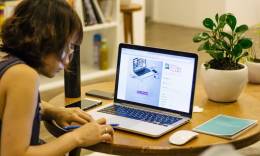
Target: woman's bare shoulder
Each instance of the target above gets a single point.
(20, 73)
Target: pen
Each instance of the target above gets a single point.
(77, 126)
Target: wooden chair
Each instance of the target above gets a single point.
(57, 131)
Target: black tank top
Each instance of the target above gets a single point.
(4, 65)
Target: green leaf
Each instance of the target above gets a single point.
(222, 21)
(243, 55)
(208, 23)
(225, 45)
(245, 43)
(231, 21)
(216, 17)
(216, 54)
(227, 35)
(237, 50)
(200, 36)
(241, 28)
(204, 46)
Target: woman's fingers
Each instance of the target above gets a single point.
(85, 116)
(101, 121)
(107, 138)
(106, 129)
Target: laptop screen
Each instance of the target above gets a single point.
(156, 77)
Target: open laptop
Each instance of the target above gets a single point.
(154, 90)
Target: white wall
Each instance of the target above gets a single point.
(138, 24)
(190, 13)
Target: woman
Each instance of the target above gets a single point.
(38, 39)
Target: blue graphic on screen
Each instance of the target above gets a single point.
(144, 79)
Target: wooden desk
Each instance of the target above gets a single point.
(247, 106)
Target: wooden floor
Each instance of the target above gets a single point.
(169, 37)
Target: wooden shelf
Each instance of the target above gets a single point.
(86, 75)
(100, 26)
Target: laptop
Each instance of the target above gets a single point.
(154, 90)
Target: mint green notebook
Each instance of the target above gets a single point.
(225, 126)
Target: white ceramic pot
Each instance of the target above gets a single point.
(253, 72)
(224, 85)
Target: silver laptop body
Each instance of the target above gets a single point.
(154, 90)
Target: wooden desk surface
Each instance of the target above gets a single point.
(247, 106)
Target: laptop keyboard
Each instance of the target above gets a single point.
(142, 115)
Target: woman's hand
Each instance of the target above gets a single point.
(93, 132)
(66, 116)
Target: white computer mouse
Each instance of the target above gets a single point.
(182, 136)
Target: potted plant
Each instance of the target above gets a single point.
(223, 76)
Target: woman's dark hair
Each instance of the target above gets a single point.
(38, 28)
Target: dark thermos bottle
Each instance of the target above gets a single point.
(72, 76)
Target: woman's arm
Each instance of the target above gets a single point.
(64, 116)
(21, 86)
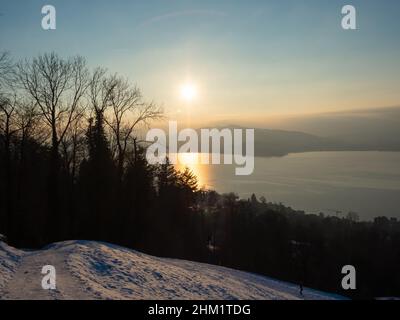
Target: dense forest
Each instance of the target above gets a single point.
(73, 166)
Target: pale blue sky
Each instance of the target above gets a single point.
(249, 59)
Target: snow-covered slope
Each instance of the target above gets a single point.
(93, 270)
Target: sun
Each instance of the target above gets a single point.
(188, 92)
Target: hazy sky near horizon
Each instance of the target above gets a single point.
(248, 59)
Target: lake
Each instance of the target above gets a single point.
(330, 182)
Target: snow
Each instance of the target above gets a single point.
(9, 259)
(94, 270)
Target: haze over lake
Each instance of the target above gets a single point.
(330, 182)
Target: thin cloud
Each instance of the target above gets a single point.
(177, 14)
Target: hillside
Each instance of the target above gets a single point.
(93, 270)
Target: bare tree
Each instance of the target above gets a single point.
(128, 112)
(57, 86)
::::::::::
## To do
Please set the data above down exactly, with the pictures removed.

## Answer to the problem
Target: woman's bare shoulder
Each instance of the target above gets a single point.
(20, 73)
Target: pen
Each instance of the target above gets a single point.
(77, 126)
Target: wooden chair
Each instance of the target above gets a single point.
(57, 131)
Target: black tank top
Each instance of the target above gets a single point.
(4, 65)
Target: green leaf
Each instance of the target above gets a single point.
(222, 21)
(243, 55)
(208, 23)
(225, 45)
(245, 43)
(231, 21)
(216, 17)
(216, 54)
(227, 35)
(237, 50)
(200, 36)
(241, 28)
(204, 46)
Target: woman's fingers
Each instance of the target above gets a single point.
(85, 116)
(101, 121)
(107, 138)
(106, 129)
Target: laptop screen
Each instance of the target above gets a single point.
(156, 77)
Target: open laptop
Each instance of the target above gets a single point.
(154, 90)
Target: white wall
Each instance of the target above gets a single point.
(138, 24)
(190, 13)
Target: woman
Each instance of the target above gets a single point.
(38, 39)
Target: blue graphic on screen
Each instance of the target above gets a single point.
(144, 79)
Target: wooden desk
Each instance of the target above gets a single point.
(247, 106)
Target: wooden floor
Each instance of the target above gets a single point.
(169, 37)
Target: wooden shelf
Each instance of the target above gets a single point.
(86, 75)
(100, 26)
Target: laptop
Each instance of the target above gets a single point.
(154, 90)
Target: mint green notebook
Each instance of the target above gets a single point.
(225, 126)
Target: white ceramic pot
Each instance of the target above gets a single point.
(253, 72)
(224, 85)
Target: silver laptop body
Each instance of the target above gets a single point.
(154, 90)
Target: wooden desk surface
Each instance of the target above gets a single point.
(247, 106)
Target: laptop keyboard
Each instance of the target above gets a single point.
(142, 115)
Target: woman's hand
Each instance of the target above gets a single point.
(93, 132)
(66, 116)
Target: white computer mouse
Each instance of the target above gets a single point.
(182, 136)
Target: potted plant
Each instance of the target above gets a single point.
(223, 76)
Target: woman's dark hair
Each instance of the target above gets a single point.
(38, 28)
Target: dark thermos bottle
Each instance of the target above gets a single point.
(72, 76)
Target: woman's arm
Each instance of the target above gets a single point.
(64, 116)
(21, 86)
Target: dense forest
Each instance of the target above gets a single point.
(73, 166)
Target: pale blue sky
Each instance of the target above gets a single point.
(249, 59)
Target: snow-covered slope
Each instance of the target above gets a single point.
(93, 270)
Target: sun
Each instance of the target above gets a single point.
(188, 92)
Target: hazy sky near horizon
Each instance of the target above gets a single point.
(248, 59)
Target: lake
Each instance of the target above gets a single point.
(330, 182)
Target: snow
Each instance of the target above gets a single point.
(9, 259)
(94, 270)
Target: haze over lake
Each instance of the target above gets a single point.
(330, 182)
Target: thin cloud
Each instance of the target above gets a single point.
(177, 14)
Target: hillside
Each instance of the target above gets a single point.
(93, 270)
Target: bare tree
Each instance of the target above gets a single point.
(128, 112)
(57, 86)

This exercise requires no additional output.